Exercise brief:
Return the line that contains "One point marks each instance of the large" plus every line after it to the end of the entries below, exactly as given, and stop there.
Source material Start Marker
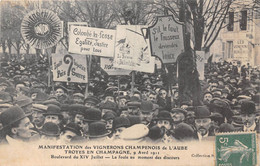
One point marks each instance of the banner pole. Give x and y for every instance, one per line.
x=132, y=83
x=50, y=81
x=118, y=84
x=88, y=70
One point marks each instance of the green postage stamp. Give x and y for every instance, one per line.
x=236, y=149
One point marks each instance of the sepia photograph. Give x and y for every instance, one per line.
x=129, y=82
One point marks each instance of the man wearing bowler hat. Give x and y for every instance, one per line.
x=15, y=126
x=178, y=116
x=119, y=125
x=98, y=132
x=146, y=112
x=248, y=116
x=53, y=115
x=202, y=122
x=70, y=130
x=91, y=115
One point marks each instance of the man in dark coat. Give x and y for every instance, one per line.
x=248, y=115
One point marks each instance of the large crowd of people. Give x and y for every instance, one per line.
x=114, y=110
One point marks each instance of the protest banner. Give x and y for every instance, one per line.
x=200, y=59
x=107, y=65
x=132, y=49
x=92, y=41
x=41, y=28
x=166, y=37
x=69, y=68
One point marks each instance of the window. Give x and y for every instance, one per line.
x=230, y=26
x=229, y=49
x=243, y=20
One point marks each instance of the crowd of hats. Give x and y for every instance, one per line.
x=227, y=92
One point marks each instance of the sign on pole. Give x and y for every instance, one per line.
x=107, y=65
x=132, y=49
x=69, y=68
x=166, y=37
x=92, y=41
x=41, y=28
Source material End Marker
The answer:
One point marks each instance of the large crowd of people. Give x and y for every instance, one per line.
x=114, y=110
One point marks each instance of the protest banner. Give x and y for every instance, one per line.
x=200, y=59
x=107, y=65
x=132, y=49
x=92, y=41
x=41, y=28
x=166, y=37
x=69, y=68
One point marks each instance of the window. Give x and y for every instance, one per line.
x=230, y=26
x=229, y=49
x=243, y=20
One point marks each instance of the crowd of hats. Give x and y for every instance, one per line.
x=227, y=92
One point marks each instance of the sign on pole. Give x and y for every instance, one per line.
x=107, y=65
x=132, y=49
x=69, y=68
x=166, y=37
x=92, y=41
x=41, y=28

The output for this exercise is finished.